Cadmium (Cd) is prevalent in rivers and soils worldwide and is carcinogenic [6,7]. Continuous exposure to Cd causes adverse and irreversible neurological damage, osteoporosis, metabolic disorders, kidney failure, and cancer [8]. The limit for Cd(II) concentration set by the WHO and the International Agency for Research on Cancer is below 0.003 mg/L [9]. This pollutant originates from industrial effluents, including electroplating, mining waste, and pigment production [10]. Chromium exists in the environment as Cr(III) and Cr(VI) states, with Cr(VI) being the most toxic. Ingestion, contact, and inhalation are the common routes of chromium entry into the human body. The negative effects of chromium on humans are lung cancer, skin allergies, carcinogenicity, and skin allergies [11]. The presence of heavy metals threatens both the environment and human health and affects the production of food fit for consumption [12]. Researchers are constantly looking for technologies that can effectively adsorb toxic pollutants from the environment, especially from the aquatic environment.
In general, conventional methods have been used to uptake toxic metals and chemicals from the environment [13]. However, these methods have their limitations, such as high costs, possible secondary pollution, and difficulties in some applications [14]. In addition, various analytical methods have been used for quantifying metal ions, namely mass spectrometry, AAS, ICP, and voltammetry methods [15]. Although these techniques are highly sensitive, they are not suitable for on-site detection because they require expensive instruments that are very difficult to obtain [15]. Optical determination and detection of metal ions has become an important field of research as it can be used in several areas, including biomedicine, chemistry, and environmental research [16]. Currently, adsorption is the most efficient method for adsorbing toxic metal ions from water because it offers advantages such as easy handling and selectivity [17,18]. Agriculturally based materials have been used as adsorbents for the removal of different pollutants. This is due to their accessibility, availability, low cost, recyclability, and reusability. Sehar et al. (2021) [19] synthesised sulfur nanoparticles using a precipitation method and cationic surfactants for photocatalytic reduction of Cr(VI). Studies have shown that biodegradation of industrial dyes can be achieved using physicochemical treatment processes [19].
Several studies used plant material converted into activated carbon to adsorb pollutants from wastewater. Carbon from biomass waste or plant materials is recognized as an environmentally friendly adsorbent, with high efficiency and low cost, for use to immobilize pollutants in water [20]. Carbon from agricultural material is a desirable adsorbent due to its high cation exchange, unique physicochemical properties, high specific surface area, and many functional groups [21]. Carbon materials can meet the demand for inexpensive adsorbents for wastewater treatment [22]. Toxic metal ions and carbon can interact with each other in various ways, including through bonding by ion exchange, precipitation with soluble minerals, and complexation of oxygen functions [23].

+--

TASKS AND EXERCISES:
1. Decide whether each statement agrees with the text on heavy metal pollution, answering yes or no and quoting the deciding words. (a) The WHO and the International Agency for Research on Cancer set the Cd(II) limit below 0.003 mg/L. (b) Cr(III) is the most toxic form of chromium. (c) Mass spectrometry, AAS, ICP, and voltammetry suit on-site detection.
2. Please retype everything in the text on heavy metal pollution from "Several studies used" down to "oxygen functions [23].".
The records have no connection to the text on heavy metal pollution.

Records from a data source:
+--

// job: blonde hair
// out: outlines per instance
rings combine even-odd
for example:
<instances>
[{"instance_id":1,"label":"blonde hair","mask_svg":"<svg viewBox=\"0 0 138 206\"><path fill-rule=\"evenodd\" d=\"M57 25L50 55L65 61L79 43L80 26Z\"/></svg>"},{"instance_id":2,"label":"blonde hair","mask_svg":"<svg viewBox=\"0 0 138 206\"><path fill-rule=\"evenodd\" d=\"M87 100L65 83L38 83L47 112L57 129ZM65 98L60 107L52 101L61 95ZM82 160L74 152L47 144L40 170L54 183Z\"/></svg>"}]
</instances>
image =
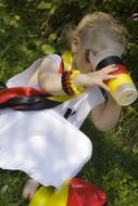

+--

RESULTS OF THE EXERCISE:
1.
(a) Yes: "The limit for Cd(II) concentration set by the WHO and the International Agency for Research on Cancer is below 0.003 mg/L"
(b) No: "with Cr(VI) being the most toxic"
(c) No: "they are not suitable for on-site detection because they require expensive instruments that are very difficult to obtain"

2.
Several studies used plant material converted into activated carbon to adsorb pollutants from wastewater. Carbon from biomass waste or plant materials is recognized as an environmentally friendly adsorbent, with high efficiency and low cost, for use to immobilize pollutants in water [20]. Carbon from agricultural material is a desirable adsorbent due to its high cation exchange, unique physicochemical properties, high specific surface area, and many functional groups [21]. Carbon materials can meet the demand for inexpensive adsorbents for wastewater treatment [22]. Toxic metal ions and carbon can interact with each other in various ways, including through bonding by ion exchange, precipitation with soluble minerals, and complexation of oxygen functions [23].